### [DIRECTIVE]
Each record below must be returned exactly as shown.
----------
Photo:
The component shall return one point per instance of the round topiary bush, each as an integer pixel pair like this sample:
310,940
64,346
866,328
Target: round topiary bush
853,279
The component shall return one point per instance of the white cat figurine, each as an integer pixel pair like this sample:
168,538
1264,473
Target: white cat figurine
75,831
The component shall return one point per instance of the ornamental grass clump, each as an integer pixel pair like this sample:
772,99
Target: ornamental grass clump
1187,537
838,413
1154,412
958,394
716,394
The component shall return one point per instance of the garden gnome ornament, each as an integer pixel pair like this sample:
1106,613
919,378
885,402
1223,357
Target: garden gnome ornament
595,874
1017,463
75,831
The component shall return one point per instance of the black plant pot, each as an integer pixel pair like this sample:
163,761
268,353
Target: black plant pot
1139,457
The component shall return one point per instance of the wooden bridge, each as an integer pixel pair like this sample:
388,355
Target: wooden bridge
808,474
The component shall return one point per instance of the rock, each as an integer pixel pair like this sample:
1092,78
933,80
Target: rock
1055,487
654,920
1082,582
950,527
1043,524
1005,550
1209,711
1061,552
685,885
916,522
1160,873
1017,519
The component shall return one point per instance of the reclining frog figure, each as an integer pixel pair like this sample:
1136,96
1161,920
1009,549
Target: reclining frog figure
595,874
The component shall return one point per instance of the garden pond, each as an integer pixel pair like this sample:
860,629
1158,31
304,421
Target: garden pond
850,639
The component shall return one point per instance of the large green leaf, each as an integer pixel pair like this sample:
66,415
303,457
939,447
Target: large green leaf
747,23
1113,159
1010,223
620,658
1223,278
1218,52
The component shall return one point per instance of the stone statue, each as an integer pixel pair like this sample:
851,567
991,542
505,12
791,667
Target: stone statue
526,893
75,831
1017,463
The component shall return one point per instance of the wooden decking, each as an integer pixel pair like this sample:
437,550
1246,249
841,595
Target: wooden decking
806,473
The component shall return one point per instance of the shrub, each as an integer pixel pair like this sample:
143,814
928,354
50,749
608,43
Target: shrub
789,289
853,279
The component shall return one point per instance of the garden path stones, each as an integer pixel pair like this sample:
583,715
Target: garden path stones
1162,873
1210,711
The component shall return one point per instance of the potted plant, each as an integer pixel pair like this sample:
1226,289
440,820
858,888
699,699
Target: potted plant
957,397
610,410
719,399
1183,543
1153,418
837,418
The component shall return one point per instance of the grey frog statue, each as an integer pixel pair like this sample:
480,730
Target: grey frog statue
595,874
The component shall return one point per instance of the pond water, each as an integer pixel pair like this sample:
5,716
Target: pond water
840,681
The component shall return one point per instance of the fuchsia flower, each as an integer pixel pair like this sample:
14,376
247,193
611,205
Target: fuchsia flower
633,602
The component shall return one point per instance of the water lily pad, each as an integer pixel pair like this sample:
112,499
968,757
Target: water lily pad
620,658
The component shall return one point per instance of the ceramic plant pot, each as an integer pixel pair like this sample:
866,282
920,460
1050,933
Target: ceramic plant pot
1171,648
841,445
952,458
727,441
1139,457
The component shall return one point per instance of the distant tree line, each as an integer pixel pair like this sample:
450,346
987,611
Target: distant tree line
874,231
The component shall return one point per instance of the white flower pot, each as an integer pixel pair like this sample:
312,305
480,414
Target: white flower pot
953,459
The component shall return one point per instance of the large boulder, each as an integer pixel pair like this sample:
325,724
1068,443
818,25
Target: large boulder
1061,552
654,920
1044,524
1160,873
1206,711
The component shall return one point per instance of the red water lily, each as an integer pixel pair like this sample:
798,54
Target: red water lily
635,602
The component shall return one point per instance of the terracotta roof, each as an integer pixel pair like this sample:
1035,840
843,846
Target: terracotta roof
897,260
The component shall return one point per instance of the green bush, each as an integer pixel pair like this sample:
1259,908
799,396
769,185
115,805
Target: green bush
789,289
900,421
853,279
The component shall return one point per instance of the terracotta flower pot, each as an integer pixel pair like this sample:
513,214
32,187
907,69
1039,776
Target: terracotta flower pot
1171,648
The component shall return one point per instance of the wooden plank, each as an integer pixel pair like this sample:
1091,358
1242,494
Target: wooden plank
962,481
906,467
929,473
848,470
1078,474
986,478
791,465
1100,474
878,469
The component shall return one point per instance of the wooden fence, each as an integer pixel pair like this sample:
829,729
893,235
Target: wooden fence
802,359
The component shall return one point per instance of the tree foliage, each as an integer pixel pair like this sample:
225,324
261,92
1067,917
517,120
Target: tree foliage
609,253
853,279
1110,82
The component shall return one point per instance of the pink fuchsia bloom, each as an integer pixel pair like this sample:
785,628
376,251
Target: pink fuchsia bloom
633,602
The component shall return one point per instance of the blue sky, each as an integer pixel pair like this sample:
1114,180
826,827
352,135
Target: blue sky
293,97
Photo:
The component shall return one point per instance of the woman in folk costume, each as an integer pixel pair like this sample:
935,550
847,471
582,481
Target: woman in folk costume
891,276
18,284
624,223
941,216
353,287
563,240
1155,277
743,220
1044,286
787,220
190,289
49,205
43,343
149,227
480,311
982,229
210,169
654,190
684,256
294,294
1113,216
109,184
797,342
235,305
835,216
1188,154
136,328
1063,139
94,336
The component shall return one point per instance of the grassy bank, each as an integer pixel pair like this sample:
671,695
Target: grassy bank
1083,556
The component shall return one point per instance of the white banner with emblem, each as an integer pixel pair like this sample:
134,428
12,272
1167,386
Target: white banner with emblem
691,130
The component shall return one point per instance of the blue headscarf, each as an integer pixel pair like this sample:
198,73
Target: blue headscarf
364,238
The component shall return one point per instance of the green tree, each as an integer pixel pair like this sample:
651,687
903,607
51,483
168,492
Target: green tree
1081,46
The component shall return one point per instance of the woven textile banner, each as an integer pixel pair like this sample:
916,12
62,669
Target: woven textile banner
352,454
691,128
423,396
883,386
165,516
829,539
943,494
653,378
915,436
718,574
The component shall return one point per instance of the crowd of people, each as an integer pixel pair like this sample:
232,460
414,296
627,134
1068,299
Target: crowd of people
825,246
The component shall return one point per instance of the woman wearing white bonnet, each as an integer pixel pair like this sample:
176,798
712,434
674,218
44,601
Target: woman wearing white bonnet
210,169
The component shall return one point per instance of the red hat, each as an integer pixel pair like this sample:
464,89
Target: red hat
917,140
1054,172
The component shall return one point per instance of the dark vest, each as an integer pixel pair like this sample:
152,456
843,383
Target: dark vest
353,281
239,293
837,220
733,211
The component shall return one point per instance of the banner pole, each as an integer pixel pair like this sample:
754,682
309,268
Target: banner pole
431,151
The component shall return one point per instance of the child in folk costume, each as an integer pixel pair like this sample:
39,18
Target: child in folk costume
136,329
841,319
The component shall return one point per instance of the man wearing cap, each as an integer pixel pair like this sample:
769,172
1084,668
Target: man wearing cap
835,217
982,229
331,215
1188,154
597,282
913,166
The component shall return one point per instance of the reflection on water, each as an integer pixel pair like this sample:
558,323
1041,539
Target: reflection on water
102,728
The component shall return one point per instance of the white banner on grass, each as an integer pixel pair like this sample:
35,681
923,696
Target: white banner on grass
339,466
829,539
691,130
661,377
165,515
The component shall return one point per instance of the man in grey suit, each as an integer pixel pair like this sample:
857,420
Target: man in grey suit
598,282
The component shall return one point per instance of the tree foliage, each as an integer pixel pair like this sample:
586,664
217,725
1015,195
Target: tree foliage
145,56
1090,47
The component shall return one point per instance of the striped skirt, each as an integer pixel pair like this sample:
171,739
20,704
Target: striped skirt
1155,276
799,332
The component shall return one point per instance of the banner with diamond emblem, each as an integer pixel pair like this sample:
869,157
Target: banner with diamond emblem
----------
### [THE REPLY]
Photo:
The component shall return one point per instance of the round topiary bush, each as an integer pixel pair like this sample:
310,940
64,346
866,328
Target: round topiary bush
853,279
The component shall return one point per instance of the white cat figurine, each as an integer pixel pair like this sample:
168,538
1264,473
Target: white cat figurine
75,831
The component shall return one point per instance of the ornamental grass clump, each as an integer pixel pair like this sample:
772,99
Target: ornamental grass clump
1187,537
838,413
1154,412
958,394
716,394
The component shall return one point per instance of the garden gnome ornament, each as an integer pixel pair like this sample:
1106,613
919,378
885,402
1223,357
Target: garden gnome ornament
595,874
1017,463
75,831
The component shall return one point per instance of the black plant pot, each as an integer pixel pair like this sample:
163,761
268,353
Target: black plant pot
1139,457
The component shall return one point per instance of the wooden bridge, each as an integer pixel pair like this sample:
388,355
Target: wooden bridge
808,474
The component shall return one point per instance of the rock, each as an integer pixel pair like this sample:
1092,78
933,80
Target: rock
1055,487
654,920
1082,582
950,527
1043,524
1005,550
1209,711
1061,552
685,885
916,522
1160,873
1017,519
The component shall return one point per instance of the reclining frog figure, each as an integer pixel pair like this sample:
1136,96
1161,920
1009,549
Target: reclining frog figure
595,874
The component shall return one point per instance of the garden pond, each as an integer pixel pair like this sample:
860,629
1158,31
304,421
Target: garden pond
850,639
The component shall return one point per instance of the large green leaf, each as an integer pixel pair like this sample:
66,415
303,457
939,447
Target: large green leaf
747,23
1113,159
1010,223
620,658
1223,278
1218,52
The component shall return one point per instance of the stone statue, each as an integer pixel pair like this sample:
851,567
991,542
505,12
791,667
Target: stone statue
526,893
75,831
1017,463
The component shall return one point per instance of the wooden decking, each as an integer pixel pair like this sample:
437,550
1246,249
841,595
Target: wooden decking
806,473
The component shall return one point per instance of the shrub, each as an integer pixel pair like this sample:
143,814
928,354
50,749
608,43
Target: shrub
789,289
853,279
The component shall return one point per instance of the garden path stones, each as an integer pixel pair like this sample:
583,715
Target: garden path stones
1162,873
1210,711
The component shall return one point per instance of the potted plant, each as an integer pixel pair like this sample:
1226,289
440,820
858,888
699,699
Target: potted plant
957,397
610,410
719,399
1183,543
1153,418
837,418
The component shall return one point per instance of the grey frog statue, each as an integer pixel pair like this sample:
480,730
Target: grey frog statue
595,874
The component shall return one point per instance of the pond water, each as an integer pixel pair like this sample:
5,716
Target: pond water
840,681
The component shall return one point per instance of the fuchsia flower, each as an integer pixel pair like this sample:
14,376
247,193
611,205
Target: fuchsia flower
633,602
The component shall return one point per instance of the water lily pad, each as an integer pixel pair like this sample:
112,499
968,757
Target: water lily pad
620,658
The component shall return one point per instance of the ceramic plant pot, each as an integer pixel pair like this sample:
866,282
920,460
1050,933
Target: ceramic plant pot
1171,648
841,445
952,458
727,441
1139,457
The component shall return one point per instance of the distant tree line, each as an integer pixel pair like this sample:
450,346
987,611
Target: distant tree line
874,231
The component shall return one point per instance of the white flower pot, each as an integer pixel pair like this sample:
312,305
480,414
Target: white flower pot
953,459
The component shall return one point per instance of the large boulder, each as an integer pixel pair like this sample:
325,724
1068,443
818,25
Target: large boulder
1061,552
654,920
1044,524
1160,873
1206,711
The component shall return one point per instance of the red water lily, each as an integer pixel pair like this sample:
798,54
Target: red water lily
635,602
The component shall return one point per instance of the terracotta roof, each as an integer pixel pair like this sample:
1035,840
843,846
Target: terracotta roof
897,260
The component shall return one point per instance of the green bush, each as an integer pixel pair like this sample:
1259,908
799,396
769,185
115,805
Target: green bush
789,289
900,421
853,279
The component shall return one point per instance of the terracotta flower pot, each as an integer pixel pair like this sample:
513,214
32,187
907,69
1039,776
Target: terracotta flower pot
1171,648
The component shall return one point per instance of the wooden plank, each as an integer pixel pair like this sample:
1091,358
1242,494
Target: wooden plank
962,481
906,467
929,473
848,470
1078,474
986,478
791,465
1100,474
878,469
The component shall return one point per instance of the wooden fence, each as an integer pixel pair like this sample:
829,729
893,235
Target: wooden fence
802,359
The component shall return one point per instance of the tree foliage, each as an integer pixel pair like this sample:
225,324
261,92
1067,917
517,120
Target: tree foliage
609,253
853,279
1110,82
The component shall return one point per instance of the pink fuchsia bloom, each as an integer pixel pair like this sample:
785,628
376,251
Target: pink fuchsia bloom
633,602
The component shall return one point per instance of the blue sky, each as an integer pixel pair like this sample:
1114,180
826,827
352,135
Target: blue sky
293,97
Photo:
The component shall return one point per instance of the woman in folk costume, each as an integer pixel pair like this sample:
935,550
847,471
582,481
Target: woman in folk costume
891,276
18,284
624,223
941,216
353,287
563,240
1155,277
743,220
1044,286
787,220
190,289
49,205
43,343
149,227
480,311
982,229
210,169
654,190
684,256
294,294
1113,216
109,184
797,342
235,305
835,216
1188,154
136,328
1063,139
94,336
The component shall return one point per instance of the grassy bank, each as an integer pixel pair like this sample:
671,695
Target: grassy bank
1083,556
The component shall return one point per instance of the white banner with emblem, each as an integer pixel pair like this sample:
134,428
12,272
1167,386
Target: white banner with emblem
691,130
The component shall return one point per instance of the blue headscarf, each as an integer pixel pair like this sample:
198,73
Target: blue headscarf
364,238
The component shall return one point per instance of the green tree, each as an integer pixel pair like this sample:
651,687
903,607
51,483
168,492
Target: green tree
1081,46
The component shall return one point per instance of the woven textile banner, each as an integer pixel pair like this sample:
916,12
62,669
Target: woven textile banner
352,454
691,128
423,396
883,386
165,516
829,539
943,494
653,378
915,436
718,574
The component shall return one point per instance of the crowd of people, each as an integer pixel pair like this sample:
232,460
414,296
627,134
1068,299
Target: crowd of people
825,246
The component shall return one point per instance of the woman wearing white bonnet, each as an integer pixel pair like this sample:
176,798
712,434
674,218
44,601
Target: woman wearing white bonnet
210,169
The component shall return one point per instance of the red hat, each as an integer pixel pair like this sample:
464,89
Target: red hat
917,140
1054,172
The component shall return one point per instance of the dark vest, each as an integer pixel pair like this sample:
152,456
843,383
Target: dark vest
353,281
239,293
837,220
733,211
The component shall return one point per instance of the banner pole, each as an integer pixel pair like this sample:
754,682
309,268
Target: banner pole
431,151
The component shall return one point per instance of the child in folk costume, each as an integer pixel pair like this sample:
39,18
Target: child in folk costume
136,329
841,319
The component shall return one point per instance of the man wearing cap, each as an integer pixel pair like this sample:
769,172
1084,668
Target: man wearing cap
835,217
982,229
331,215
1188,154
597,282
913,166
The component shall return one point per instance of the reflection on water, each as an integer pixel pair like this sample:
558,323
1041,539
Target: reflection on water
102,728
The component shall return one point per instance of the white banner on grass, each as an integer pixel pair like this sample:
35,681
923,696
Target: white banner on grass
339,466
829,539
691,130
661,377
165,515
The component shall return one point per instance of the man in grey suit, each as an integer pixel pair like this sample:
857,420
Target: man in grey suit
598,282
The component shall return one point per instance of the tree foliage, each as an integer pixel pair like this sample:
586,664
217,725
1015,195
Target: tree foliage
145,56
1090,47
The component shall return one point per instance of the striped skirt, each as an integer pixel pair like this sample:
171,739
20,704
Target: striped skirt
1155,276
799,332
The component shall return one point per instance of the banner with diamond emblem, each as an integer pixel pair like this sample:
869,157
Target: banner with diamond emblem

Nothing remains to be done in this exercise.